**Instructions for the task:** Copy out the lines of the records below word for word, from the line that contains "identify the glass" through the line that contains "[[293, 176], [258, 169], [290, 176]]", with both of those lines included.

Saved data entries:
============

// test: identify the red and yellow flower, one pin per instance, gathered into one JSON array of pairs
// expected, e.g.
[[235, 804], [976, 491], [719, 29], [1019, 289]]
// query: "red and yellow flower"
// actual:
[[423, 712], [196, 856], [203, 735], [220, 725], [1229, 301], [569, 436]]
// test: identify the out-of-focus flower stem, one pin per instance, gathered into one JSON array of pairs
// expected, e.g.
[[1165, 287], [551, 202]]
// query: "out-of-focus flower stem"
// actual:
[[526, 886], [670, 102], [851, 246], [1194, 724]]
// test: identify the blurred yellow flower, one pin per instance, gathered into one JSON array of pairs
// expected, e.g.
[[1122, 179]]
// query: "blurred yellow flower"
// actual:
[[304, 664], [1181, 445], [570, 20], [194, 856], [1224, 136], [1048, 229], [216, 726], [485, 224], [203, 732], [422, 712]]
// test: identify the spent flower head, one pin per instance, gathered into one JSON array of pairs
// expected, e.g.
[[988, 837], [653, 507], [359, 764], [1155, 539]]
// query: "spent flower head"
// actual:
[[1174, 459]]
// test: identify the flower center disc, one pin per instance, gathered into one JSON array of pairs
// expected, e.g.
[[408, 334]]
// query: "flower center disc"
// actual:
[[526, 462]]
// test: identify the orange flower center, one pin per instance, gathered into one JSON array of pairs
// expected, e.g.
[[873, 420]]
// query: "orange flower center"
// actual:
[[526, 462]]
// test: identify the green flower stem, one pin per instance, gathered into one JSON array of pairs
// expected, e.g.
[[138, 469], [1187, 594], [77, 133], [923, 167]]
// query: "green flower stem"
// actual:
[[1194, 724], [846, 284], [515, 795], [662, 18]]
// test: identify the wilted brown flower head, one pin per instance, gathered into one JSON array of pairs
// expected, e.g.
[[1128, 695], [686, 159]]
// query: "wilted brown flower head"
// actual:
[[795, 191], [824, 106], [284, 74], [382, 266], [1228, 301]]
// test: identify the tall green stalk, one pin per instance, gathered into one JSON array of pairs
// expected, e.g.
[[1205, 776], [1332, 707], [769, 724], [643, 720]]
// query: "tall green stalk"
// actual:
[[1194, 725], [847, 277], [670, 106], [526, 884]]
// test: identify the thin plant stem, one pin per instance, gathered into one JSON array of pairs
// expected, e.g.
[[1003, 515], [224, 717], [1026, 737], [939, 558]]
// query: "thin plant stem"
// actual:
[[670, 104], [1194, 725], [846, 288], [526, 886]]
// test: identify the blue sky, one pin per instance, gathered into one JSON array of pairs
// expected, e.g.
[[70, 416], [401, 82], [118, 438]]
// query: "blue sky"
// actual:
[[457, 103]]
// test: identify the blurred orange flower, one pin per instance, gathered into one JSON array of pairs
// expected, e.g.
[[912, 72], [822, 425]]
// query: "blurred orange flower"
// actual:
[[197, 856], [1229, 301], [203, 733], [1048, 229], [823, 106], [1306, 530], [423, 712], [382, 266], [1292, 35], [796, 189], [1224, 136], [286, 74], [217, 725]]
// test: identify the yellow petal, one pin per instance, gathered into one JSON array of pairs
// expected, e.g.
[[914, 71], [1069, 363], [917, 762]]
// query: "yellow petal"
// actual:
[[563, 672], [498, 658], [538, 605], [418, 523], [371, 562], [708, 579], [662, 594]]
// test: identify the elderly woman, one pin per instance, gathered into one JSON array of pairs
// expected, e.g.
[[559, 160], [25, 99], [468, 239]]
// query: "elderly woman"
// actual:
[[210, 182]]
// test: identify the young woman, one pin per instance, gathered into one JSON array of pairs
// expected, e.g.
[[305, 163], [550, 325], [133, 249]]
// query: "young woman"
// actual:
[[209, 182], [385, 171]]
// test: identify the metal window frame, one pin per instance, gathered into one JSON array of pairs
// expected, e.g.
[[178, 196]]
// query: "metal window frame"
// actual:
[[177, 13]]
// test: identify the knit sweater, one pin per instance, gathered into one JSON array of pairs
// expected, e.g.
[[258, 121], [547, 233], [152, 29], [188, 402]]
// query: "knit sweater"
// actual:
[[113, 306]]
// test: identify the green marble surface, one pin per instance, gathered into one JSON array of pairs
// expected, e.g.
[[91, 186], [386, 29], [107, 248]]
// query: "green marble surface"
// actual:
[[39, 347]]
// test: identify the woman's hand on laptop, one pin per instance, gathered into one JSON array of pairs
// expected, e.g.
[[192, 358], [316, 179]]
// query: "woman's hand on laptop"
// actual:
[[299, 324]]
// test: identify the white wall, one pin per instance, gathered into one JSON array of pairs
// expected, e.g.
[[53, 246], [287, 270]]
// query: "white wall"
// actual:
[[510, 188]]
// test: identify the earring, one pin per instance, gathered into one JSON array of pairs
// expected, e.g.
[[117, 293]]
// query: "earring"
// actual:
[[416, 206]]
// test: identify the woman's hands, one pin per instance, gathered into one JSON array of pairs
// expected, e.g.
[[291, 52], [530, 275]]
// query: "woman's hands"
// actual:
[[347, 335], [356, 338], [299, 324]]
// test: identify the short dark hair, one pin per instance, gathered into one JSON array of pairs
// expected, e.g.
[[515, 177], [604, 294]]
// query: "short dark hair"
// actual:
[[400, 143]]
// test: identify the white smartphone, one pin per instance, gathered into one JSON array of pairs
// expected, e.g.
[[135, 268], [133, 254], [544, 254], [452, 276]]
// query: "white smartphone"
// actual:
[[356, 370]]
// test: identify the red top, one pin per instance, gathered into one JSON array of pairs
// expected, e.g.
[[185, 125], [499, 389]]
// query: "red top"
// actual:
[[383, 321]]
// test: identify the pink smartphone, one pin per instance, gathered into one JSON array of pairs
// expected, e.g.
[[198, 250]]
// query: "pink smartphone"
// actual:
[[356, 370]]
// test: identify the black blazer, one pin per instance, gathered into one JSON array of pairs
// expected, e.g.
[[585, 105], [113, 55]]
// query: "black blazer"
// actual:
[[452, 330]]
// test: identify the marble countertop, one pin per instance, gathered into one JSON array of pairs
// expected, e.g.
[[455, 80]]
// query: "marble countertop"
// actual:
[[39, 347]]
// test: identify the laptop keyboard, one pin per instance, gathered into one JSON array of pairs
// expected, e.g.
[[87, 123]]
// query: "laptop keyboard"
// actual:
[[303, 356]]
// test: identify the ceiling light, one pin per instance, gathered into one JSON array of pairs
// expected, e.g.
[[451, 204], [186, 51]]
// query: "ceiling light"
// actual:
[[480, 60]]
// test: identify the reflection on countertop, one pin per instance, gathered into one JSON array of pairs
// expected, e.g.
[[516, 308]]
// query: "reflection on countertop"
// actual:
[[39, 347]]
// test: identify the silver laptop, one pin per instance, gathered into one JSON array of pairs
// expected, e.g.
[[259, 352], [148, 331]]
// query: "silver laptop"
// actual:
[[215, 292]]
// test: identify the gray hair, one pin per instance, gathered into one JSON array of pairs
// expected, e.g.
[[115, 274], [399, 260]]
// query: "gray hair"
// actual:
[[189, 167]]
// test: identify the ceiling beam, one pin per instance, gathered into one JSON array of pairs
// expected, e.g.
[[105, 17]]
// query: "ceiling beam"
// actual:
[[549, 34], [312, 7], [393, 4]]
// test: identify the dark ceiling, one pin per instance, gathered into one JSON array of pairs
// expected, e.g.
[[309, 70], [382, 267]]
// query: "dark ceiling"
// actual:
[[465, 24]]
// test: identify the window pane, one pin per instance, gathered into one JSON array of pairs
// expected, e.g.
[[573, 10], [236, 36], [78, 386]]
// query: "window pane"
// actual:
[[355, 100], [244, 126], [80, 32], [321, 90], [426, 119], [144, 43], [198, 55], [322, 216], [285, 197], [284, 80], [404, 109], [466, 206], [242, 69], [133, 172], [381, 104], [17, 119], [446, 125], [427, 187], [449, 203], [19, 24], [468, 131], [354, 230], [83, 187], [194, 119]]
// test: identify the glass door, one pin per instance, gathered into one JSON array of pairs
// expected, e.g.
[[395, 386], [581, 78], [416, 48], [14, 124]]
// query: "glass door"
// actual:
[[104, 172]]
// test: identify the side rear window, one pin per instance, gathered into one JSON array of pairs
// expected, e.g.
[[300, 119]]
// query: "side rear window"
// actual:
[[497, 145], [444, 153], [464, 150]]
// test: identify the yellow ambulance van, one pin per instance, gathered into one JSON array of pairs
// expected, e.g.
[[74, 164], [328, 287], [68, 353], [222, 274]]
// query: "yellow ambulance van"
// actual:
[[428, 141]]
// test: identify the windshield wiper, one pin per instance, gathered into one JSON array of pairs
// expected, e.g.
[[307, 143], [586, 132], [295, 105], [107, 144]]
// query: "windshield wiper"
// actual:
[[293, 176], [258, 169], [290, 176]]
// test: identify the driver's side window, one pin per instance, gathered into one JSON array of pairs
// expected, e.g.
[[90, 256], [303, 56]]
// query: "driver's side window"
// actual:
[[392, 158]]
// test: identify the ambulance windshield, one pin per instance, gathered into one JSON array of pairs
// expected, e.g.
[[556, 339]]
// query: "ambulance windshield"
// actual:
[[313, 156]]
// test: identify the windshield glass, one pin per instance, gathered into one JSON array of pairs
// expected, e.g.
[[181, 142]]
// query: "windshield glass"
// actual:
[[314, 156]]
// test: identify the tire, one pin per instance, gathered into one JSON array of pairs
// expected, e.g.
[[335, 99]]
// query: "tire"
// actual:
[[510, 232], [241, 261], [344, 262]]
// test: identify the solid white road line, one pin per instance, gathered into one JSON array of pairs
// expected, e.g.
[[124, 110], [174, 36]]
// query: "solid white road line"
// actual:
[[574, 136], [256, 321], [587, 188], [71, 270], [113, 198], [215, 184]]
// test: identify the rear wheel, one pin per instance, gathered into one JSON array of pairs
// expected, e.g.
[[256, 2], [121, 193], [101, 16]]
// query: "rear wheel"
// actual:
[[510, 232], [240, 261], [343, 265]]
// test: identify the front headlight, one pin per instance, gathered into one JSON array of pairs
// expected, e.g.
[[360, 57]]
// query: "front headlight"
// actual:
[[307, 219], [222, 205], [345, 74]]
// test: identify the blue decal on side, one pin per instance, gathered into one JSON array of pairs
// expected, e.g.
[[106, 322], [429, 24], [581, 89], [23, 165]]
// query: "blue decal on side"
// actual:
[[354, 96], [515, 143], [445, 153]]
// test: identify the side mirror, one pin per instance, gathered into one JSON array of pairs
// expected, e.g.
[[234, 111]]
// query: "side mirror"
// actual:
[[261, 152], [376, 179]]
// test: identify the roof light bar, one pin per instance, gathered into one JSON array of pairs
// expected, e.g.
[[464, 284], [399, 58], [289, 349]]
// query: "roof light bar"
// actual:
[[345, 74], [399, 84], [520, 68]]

============

**Task output:**
// test: identify the glass door, one pin per instance, gathered into one JSON array of pairs
// expected, e.g.
[[395, 386], [581, 78], [416, 48], [14, 124]]
// query: "glass door"
// actual:
[[104, 172]]
// test: identify the side rear window, one pin per instance, gathered into one JSON array of pairs
// expected, e.g.
[[300, 119]]
// query: "side rear window"
// actual:
[[497, 145], [444, 153], [464, 150]]
// test: identify the yellow ambulance van, one pin per instance, gathered into one JSON array of pairs
// expected, e.g.
[[74, 164], [328, 287], [68, 353], [222, 274]]
// query: "yellow ambulance van"
// actual:
[[428, 141]]
// test: identify the windshield wiper, one pin per instance, gathered into one JSON array of pairs
// expected, e.g.
[[307, 143], [586, 132], [295, 105], [107, 144]]
// query: "windshield wiper"
// actual:
[[293, 176], [258, 169], [290, 176]]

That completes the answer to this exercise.